Your task is to transcribe all the entries exactly, excluding pictures.

Records from an annotation dataset:
────────

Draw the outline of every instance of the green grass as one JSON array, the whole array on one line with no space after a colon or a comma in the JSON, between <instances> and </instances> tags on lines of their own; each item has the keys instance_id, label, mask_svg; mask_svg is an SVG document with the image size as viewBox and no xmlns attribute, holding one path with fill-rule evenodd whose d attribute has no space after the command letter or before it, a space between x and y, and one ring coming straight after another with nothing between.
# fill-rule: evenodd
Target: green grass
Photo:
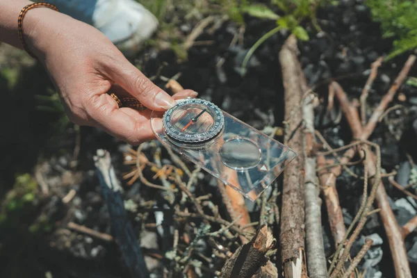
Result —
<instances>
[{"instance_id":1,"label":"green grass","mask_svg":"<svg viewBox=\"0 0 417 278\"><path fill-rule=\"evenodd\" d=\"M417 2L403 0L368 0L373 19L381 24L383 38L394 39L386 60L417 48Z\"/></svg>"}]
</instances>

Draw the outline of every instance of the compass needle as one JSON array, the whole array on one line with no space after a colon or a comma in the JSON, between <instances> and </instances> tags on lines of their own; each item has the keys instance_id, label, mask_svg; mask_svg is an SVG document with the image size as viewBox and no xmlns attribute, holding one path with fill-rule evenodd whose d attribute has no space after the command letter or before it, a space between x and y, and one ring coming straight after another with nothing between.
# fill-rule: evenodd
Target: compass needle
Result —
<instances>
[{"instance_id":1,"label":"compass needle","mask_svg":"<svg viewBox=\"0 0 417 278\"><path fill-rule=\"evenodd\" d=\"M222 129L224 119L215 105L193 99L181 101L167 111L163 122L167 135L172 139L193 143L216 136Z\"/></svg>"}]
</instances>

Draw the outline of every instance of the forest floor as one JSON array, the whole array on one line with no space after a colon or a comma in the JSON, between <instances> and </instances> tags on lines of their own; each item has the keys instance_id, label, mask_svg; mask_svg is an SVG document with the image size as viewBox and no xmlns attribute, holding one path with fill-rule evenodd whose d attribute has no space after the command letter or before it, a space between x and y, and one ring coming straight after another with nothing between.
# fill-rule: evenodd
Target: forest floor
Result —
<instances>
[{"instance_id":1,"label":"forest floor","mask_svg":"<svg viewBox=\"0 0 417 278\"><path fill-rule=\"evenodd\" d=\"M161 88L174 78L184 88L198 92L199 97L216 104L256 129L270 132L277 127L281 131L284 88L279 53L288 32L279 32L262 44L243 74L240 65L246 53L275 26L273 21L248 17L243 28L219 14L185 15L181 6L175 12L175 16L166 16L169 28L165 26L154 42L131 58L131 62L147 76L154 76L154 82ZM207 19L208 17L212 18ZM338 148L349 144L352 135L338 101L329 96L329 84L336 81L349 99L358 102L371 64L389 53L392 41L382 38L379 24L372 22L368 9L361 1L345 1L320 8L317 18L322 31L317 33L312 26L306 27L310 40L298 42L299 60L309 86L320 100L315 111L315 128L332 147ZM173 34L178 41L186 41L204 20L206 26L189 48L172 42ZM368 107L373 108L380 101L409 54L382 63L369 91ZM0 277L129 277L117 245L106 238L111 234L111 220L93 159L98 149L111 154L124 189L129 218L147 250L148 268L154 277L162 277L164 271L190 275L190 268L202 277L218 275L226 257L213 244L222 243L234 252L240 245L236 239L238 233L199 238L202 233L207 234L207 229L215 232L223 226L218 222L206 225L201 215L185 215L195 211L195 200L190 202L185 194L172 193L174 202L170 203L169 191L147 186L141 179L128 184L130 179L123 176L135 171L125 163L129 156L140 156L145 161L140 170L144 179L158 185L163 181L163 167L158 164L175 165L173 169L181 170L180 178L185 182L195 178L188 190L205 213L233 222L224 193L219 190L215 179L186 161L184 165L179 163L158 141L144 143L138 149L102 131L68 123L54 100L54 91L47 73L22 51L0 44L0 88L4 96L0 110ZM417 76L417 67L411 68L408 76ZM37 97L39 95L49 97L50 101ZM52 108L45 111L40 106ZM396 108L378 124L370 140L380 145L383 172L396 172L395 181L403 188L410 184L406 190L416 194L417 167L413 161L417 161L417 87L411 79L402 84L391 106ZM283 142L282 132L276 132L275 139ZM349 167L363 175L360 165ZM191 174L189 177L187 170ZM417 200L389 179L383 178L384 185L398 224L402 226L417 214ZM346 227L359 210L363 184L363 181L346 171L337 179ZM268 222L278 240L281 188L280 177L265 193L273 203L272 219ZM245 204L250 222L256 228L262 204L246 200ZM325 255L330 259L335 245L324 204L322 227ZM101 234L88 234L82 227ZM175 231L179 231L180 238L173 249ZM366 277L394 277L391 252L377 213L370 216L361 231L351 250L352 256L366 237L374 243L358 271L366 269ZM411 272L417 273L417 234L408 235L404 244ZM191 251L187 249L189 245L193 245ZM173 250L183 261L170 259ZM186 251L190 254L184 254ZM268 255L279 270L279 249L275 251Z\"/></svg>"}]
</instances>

────────

→ Result for this exercise:
Draw the outline of every instance of the green grass as one JSON array, the whole array on one line with no space after a colon or a comma in the JSON, between <instances> and </instances> tags on lines of their own; each item has the keys instance_id, label, mask_svg; mask_svg is an SVG document with the image size as viewBox and no xmlns attribute, holding one path with fill-rule evenodd whose d attribute has no space after the command letter or before it, a space between x and y, and one ring coming straight after another with nothing between.
# fill-rule: evenodd
Target: green grass
Photo:
Result —
<instances>
[{"instance_id":1,"label":"green grass","mask_svg":"<svg viewBox=\"0 0 417 278\"><path fill-rule=\"evenodd\" d=\"M417 2L403 0L368 0L373 19L381 24L383 38L394 39L386 60L417 48Z\"/></svg>"}]
</instances>

Draw the outline of every instance of the compass needle as one JSON array, the whole array on one line with no space after a colon or a comma in the JSON, between <instances> and </instances> tags on lines of their own; each item has the keys instance_id, label, mask_svg; mask_svg is an SVG document with the image size as viewBox and no xmlns attribute, holding one path with fill-rule evenodd whose d attribute has no space after the command letter or before it, a space between x and y, and one ring coming straight after another with nothing between.
# fill-rule: evenodd
Target: compass needle
Result —
<instances>
[{"instance_id":1,"label":"compass needle","mask_svg":"<svg viewBox=\"0 0 417 278\"><path fill-rule=\"evenodd\" d=\"M222 129L224 119L215 105L193 99L181 101L167 111L163 122L167 135L172 139L193 143L216 136Z\"/></svg>"}]
</instances>

Draw the outline of every instance of the forest floor as one JSON array, the whole array on one line with no space after a colon or a comma in the JSON, between <instances> and </instances> tags on lines of their own; each item has the keys instance_id, label, mask_svg; mask_svg is an SVG document with the image size as viewBox and no xmlns attribute, holding one path with fill-rule evenodd whose d attribute has no space after the command letter or before it, a space between x and y, and one ring coming straight after another with nothing between.
# fill-rule: evenodd
Target: forest floor
Result —
<instances>
[{"instance_id":1,"label":"forest floor","mask_svg":"<svg viewBox=\"0 0 417 278\"><path fill-rule=\"evenodd\" d=\"M161 88L174 78L184 88L198 92L199 97L216 104L256 129L270 132L277 127L281 131L284 88L279 53L288 32L279 32L262 44L243 74L240 65L246 53L275 26L273 21L248 17L243 28L219 14L185 15L181 6L175 12L175 16L166 16L169 28L165 26L154 42L131 58L131 62L147 76L154 76L154 82ZM207 19L208 17L212 18ZM338 148L349 144L352 135L338 101L329 96L329 84L336 81L349 99L358 102L371 64L389 53L392 41L382 38L379 24L372 22L368 9L361 1L345 1L320 8L317 18L322 31L317 33L312 26L306 27L310 40L298 42L299 60L309 86L320 100L315 111L315 128L332 147ZM173 34L178 41L186 41L204 20L206 26L189 48L172 42ZM368 107L373 108L380 101L409 54L382 63L369 91ZM0 277L129 277L117 245L106 238L111 234L111 220L93 159L98 149L111 154L124 189L129 218L147 250L148 268L154 277L162 277L164 271L190 275L190 268L202 277L218 275L226 257L213 244L222 243L234 252L240 245L236 239L238 233L199 238L202 233L207 234L207 229L215 232L223 226L218 222L206 225L201 215L185 215L195 211L195 200L190 202L185 194L172 193L174 202L170 203L169 191L147 186L141 179L128 184L130 179L123 176L135 171L125 163L129 156L140 156L145 161L140 170L144 179L158 185L163 181L163 167L158 164L175 165L173 169L181 170L180 178L185 182L195 178L188 190L205 213L233 222L224 193L219 190L215 179L186 161L184 165L179 163L158 141L144 143L138 149L102 131L68 123L54 100L54 91L47 73L22 51L0 44L0 88L4 96L0 110ZM417 76L417 67L411 68L408 76ZM37 97L39 95L49 97L50 101ZM52 108L45 111L40 106ZM396 108L378 124L370 140L380 145L383 172L396 172L395 181L403 188L410 184L406 190L416 194L417 167L413 161L417 161L417 87L411 79L402 84L391 106ZM283 142L282 132L276 132L275 139ZM349 167L363 175L360 165ZM191 174L189 177L187 170ZM417 200L389 179L383 178L384 185L398 224L402 226L417 214ZM346 227L359 210L363 184L363 181L346 171L337 179ZM268 222L278 240L281 188L280 177L265 193L273 203L272 219ZM245 204L250 222L256 228L262 204L246 200ZM325 255L330 259L335 245L324 204L322 227ZM101 234L88 234L82 227ZM175 231L179 231L180 238L173 249ZM366 277L394 277L391 252L377 213L370 216L361 231L351 250L352 256L366 237L374 243L358 271L366 269ZM411 272L417 273L417 234L408 235L404 244ZM191 251L187 249L189 245L193 245ZM173 250L183 261L170 259ZM186 251L190 254L184 254ZM268 255L279 270L279 249L275 251Z\"/></svg>"}]
</instances>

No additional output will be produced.